• [Provided records]:

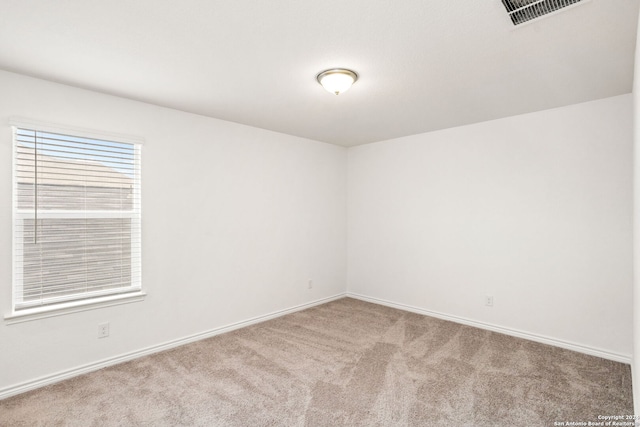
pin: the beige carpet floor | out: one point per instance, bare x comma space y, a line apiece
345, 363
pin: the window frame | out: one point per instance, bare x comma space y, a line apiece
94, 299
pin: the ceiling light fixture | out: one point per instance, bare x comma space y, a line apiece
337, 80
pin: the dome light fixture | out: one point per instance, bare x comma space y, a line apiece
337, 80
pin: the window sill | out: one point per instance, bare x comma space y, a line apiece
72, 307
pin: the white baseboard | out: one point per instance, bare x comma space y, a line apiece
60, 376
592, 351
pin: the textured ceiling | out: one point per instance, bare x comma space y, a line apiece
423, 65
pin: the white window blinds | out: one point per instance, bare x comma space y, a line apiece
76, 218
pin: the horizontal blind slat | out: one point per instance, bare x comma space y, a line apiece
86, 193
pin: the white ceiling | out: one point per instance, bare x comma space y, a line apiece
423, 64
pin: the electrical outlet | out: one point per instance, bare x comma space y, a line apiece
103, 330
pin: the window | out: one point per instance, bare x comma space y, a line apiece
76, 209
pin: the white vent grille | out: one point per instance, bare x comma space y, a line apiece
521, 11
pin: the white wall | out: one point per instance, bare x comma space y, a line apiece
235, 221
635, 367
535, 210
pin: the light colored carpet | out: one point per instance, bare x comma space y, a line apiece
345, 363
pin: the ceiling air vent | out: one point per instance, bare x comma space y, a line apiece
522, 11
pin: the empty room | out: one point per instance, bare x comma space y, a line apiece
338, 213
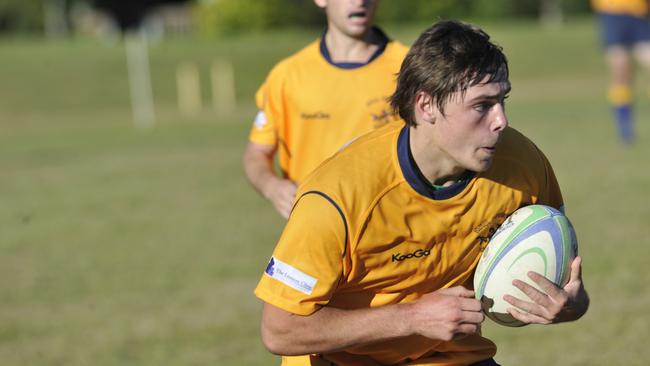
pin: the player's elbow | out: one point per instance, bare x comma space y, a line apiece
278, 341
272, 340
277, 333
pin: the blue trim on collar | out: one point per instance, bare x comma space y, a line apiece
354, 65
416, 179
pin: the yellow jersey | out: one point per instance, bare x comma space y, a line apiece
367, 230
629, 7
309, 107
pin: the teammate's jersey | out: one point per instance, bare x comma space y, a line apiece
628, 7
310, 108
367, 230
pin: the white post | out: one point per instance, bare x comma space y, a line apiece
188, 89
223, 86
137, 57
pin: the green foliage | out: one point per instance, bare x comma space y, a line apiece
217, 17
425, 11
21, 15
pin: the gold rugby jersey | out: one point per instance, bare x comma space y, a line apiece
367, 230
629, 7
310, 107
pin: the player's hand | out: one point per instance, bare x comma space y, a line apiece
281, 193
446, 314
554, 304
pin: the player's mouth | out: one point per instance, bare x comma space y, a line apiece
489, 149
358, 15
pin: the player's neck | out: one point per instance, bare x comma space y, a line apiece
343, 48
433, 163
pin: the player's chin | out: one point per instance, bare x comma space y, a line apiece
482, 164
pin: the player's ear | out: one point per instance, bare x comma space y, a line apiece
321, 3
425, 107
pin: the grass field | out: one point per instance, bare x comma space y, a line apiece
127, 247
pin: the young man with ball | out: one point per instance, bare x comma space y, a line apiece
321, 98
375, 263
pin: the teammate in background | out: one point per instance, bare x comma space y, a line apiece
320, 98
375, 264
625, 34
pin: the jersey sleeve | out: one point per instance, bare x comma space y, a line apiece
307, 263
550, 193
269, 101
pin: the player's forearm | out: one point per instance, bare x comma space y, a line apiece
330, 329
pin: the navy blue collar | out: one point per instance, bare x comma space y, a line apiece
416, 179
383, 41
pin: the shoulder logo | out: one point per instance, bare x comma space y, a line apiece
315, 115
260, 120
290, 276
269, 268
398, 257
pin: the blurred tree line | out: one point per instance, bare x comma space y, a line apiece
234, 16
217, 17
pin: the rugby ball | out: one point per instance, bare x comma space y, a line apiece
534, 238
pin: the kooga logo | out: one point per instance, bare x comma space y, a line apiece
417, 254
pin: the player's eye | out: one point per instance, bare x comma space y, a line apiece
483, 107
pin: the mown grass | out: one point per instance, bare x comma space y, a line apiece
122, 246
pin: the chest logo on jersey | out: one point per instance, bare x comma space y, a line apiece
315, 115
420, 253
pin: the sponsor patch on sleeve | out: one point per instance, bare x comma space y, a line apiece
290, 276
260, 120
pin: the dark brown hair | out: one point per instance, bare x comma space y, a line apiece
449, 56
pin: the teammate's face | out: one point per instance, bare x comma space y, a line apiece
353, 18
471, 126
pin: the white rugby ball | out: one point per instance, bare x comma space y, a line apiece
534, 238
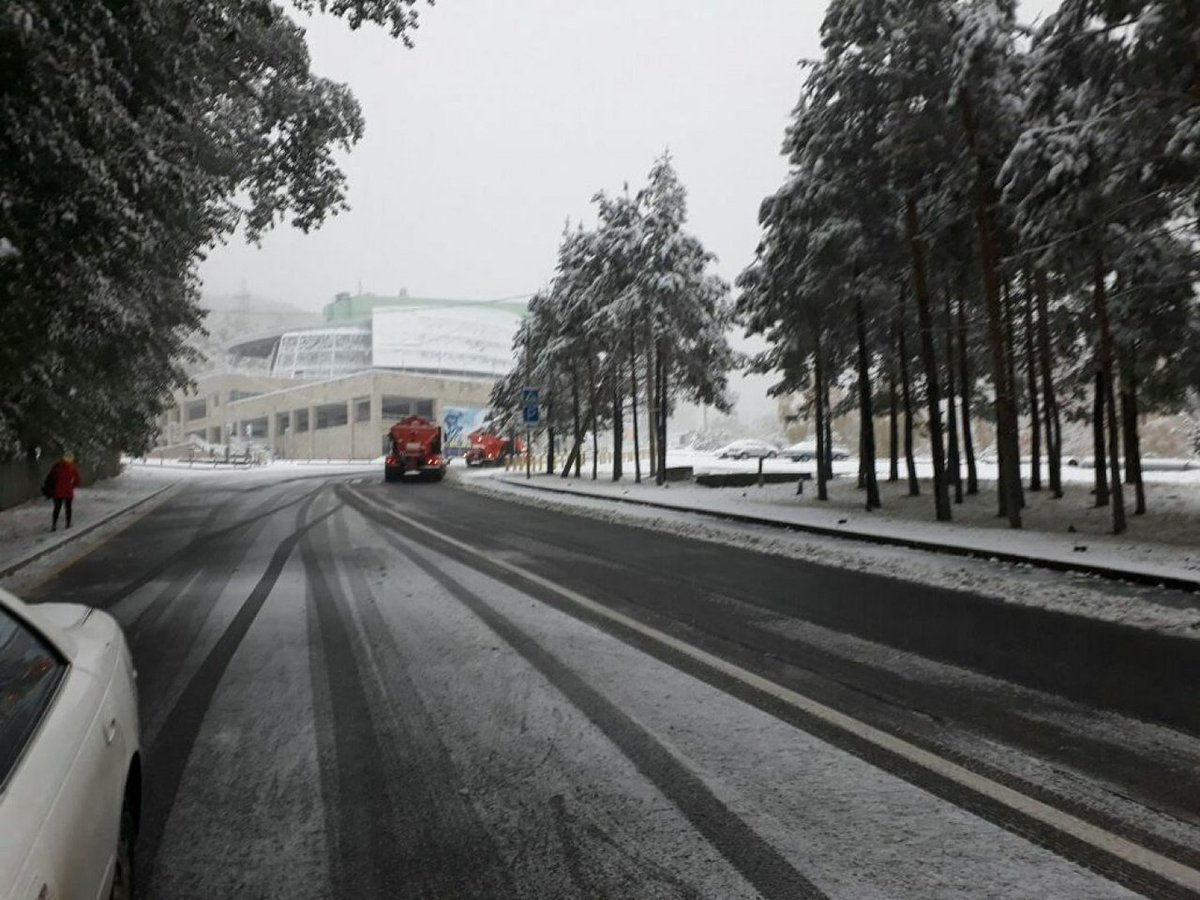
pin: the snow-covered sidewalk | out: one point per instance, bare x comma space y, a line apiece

==

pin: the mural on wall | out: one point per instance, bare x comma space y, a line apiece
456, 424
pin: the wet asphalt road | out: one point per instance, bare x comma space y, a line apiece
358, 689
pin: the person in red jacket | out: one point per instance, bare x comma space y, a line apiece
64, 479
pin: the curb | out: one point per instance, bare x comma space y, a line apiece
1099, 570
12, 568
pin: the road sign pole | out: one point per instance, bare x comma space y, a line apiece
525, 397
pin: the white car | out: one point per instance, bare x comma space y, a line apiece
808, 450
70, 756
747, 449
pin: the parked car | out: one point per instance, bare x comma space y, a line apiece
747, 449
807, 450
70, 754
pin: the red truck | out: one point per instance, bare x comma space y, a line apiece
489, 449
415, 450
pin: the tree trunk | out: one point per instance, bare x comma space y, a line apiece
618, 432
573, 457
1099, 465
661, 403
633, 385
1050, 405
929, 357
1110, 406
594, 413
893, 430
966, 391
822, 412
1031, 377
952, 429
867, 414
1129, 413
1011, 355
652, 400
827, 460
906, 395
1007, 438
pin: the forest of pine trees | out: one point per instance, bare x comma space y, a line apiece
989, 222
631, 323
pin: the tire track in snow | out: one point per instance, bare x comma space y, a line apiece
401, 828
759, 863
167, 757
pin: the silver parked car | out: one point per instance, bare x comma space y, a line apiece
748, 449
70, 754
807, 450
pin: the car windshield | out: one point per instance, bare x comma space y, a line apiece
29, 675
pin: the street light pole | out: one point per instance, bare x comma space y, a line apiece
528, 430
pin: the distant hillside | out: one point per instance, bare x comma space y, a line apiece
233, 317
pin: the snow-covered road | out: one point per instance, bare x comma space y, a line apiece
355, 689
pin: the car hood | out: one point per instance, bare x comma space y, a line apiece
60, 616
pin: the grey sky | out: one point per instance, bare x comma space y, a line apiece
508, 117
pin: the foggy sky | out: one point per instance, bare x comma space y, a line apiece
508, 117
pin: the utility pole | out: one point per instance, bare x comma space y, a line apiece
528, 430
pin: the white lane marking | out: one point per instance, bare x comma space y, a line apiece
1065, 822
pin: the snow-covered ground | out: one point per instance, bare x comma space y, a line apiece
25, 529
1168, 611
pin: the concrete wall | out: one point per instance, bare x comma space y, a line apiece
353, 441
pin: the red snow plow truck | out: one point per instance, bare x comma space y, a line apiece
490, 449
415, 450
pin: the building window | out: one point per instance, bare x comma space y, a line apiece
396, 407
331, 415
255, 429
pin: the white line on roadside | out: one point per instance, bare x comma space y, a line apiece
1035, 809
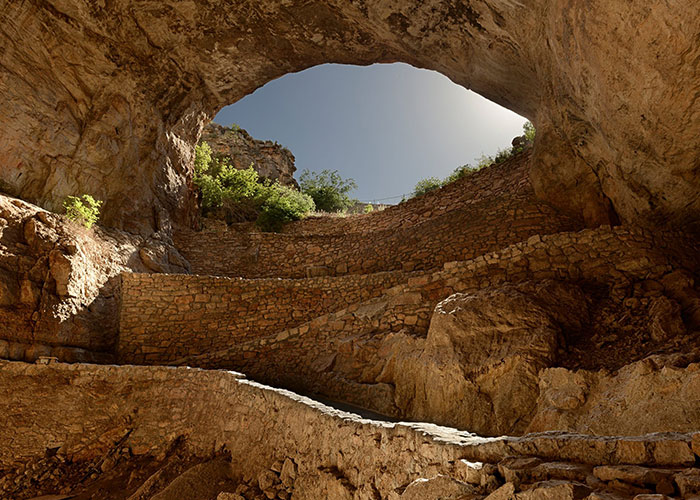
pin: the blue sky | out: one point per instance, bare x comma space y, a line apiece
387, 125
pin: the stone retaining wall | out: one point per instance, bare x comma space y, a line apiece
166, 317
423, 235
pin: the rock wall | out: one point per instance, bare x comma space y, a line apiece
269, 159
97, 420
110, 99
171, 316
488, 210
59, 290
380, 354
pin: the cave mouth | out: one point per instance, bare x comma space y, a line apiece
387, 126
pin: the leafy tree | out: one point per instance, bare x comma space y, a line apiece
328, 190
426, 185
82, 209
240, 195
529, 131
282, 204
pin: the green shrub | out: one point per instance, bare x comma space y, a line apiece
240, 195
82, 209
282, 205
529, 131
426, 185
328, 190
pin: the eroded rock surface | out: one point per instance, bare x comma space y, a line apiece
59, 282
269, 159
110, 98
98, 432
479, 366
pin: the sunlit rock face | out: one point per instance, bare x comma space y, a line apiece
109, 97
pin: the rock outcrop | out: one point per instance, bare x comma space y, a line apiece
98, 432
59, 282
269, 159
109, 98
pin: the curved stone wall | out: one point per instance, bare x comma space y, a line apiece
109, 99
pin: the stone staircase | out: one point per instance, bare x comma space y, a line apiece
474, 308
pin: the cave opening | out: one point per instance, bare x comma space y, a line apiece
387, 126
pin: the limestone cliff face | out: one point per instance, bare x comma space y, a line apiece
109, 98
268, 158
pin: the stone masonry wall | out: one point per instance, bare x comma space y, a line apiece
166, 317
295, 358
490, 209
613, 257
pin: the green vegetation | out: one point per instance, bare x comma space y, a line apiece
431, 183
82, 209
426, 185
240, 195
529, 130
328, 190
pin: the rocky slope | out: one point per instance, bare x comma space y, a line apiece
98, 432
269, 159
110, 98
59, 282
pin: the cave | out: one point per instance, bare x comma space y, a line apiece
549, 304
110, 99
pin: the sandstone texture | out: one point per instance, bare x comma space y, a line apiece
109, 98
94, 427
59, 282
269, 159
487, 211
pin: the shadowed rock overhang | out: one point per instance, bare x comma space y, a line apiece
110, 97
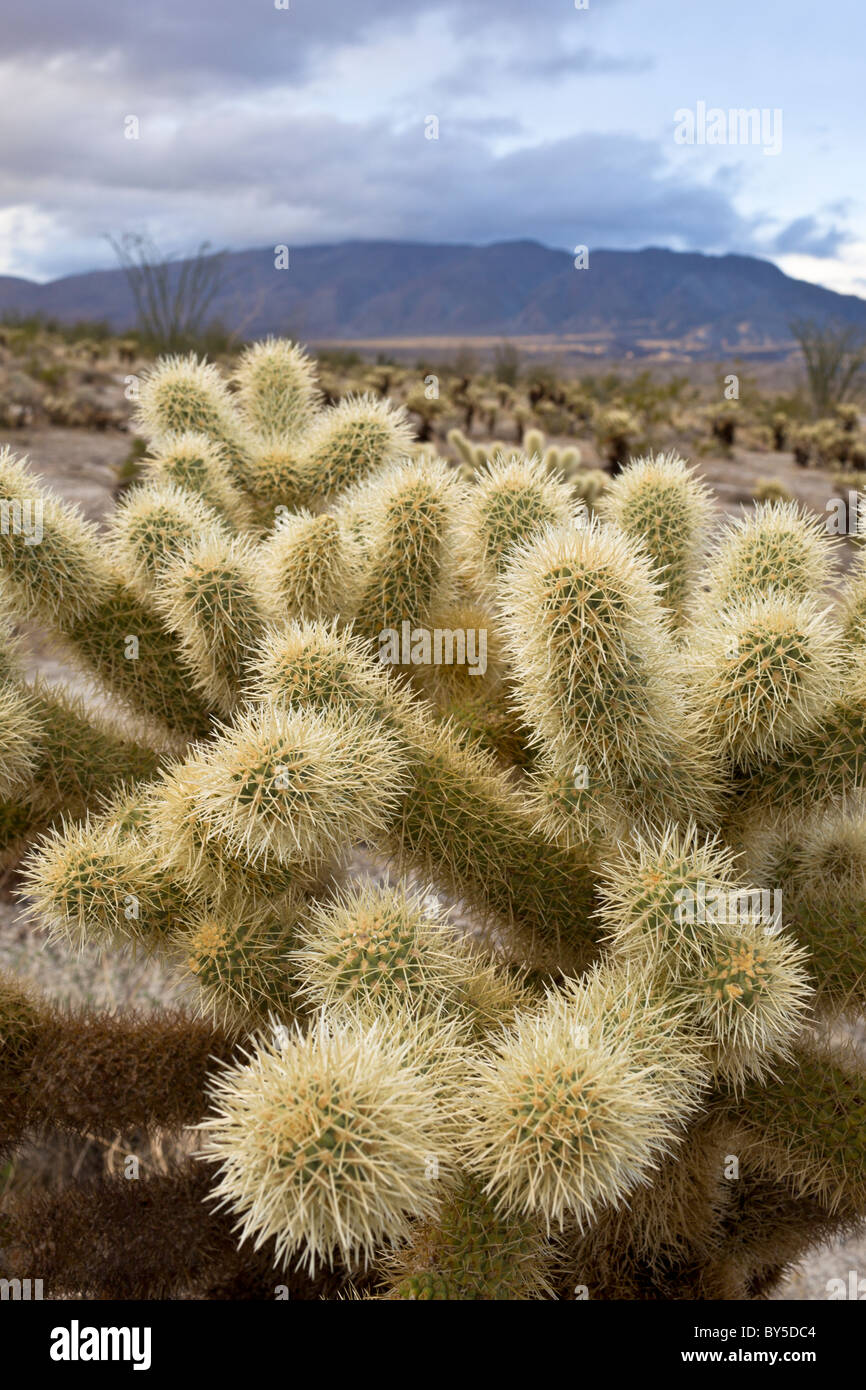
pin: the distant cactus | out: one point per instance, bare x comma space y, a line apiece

* * *

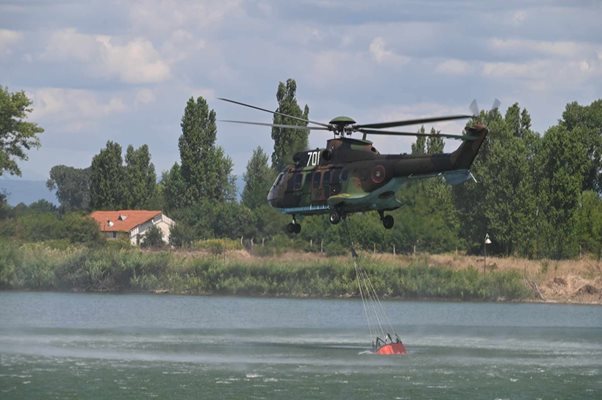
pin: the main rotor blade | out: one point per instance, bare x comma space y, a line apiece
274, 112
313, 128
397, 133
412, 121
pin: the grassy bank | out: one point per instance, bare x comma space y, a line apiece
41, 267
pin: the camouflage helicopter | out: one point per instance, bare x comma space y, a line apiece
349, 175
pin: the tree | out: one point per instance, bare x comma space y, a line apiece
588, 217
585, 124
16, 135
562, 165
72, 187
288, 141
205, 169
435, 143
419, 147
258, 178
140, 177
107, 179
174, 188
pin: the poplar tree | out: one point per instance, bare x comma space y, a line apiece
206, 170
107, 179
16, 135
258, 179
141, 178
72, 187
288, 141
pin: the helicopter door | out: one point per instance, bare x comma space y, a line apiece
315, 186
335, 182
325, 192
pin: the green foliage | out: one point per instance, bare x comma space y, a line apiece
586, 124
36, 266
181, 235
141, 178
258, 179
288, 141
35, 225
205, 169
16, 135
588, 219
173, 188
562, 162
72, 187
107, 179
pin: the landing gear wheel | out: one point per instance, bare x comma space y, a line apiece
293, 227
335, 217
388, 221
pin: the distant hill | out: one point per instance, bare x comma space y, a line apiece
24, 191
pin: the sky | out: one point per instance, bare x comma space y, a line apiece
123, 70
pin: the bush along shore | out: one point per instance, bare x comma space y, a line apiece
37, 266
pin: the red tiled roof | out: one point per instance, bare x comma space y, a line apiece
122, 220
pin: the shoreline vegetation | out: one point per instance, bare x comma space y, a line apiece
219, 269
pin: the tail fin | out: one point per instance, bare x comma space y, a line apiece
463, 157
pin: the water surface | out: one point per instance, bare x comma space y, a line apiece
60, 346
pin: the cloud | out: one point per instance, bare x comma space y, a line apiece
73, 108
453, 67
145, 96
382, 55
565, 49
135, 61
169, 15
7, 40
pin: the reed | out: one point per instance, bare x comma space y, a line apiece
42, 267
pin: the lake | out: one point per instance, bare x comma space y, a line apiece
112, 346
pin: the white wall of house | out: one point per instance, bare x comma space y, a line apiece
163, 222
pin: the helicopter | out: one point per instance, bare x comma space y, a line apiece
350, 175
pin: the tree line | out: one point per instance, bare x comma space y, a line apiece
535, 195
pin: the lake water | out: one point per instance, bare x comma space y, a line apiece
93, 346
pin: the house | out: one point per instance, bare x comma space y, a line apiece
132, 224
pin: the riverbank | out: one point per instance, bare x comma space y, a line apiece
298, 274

• [What the exercise asks]: Locate every line in the entries above that contains the string "carpet" and copy each one out. Only matches with the same case count.

• [Finished task]:
pin: the beige carpet floor | out: one point per instance, bare x comma space y, a line apiece
pin: the light colored carpet | out: one point per instance, bare x comma space y, a line apiece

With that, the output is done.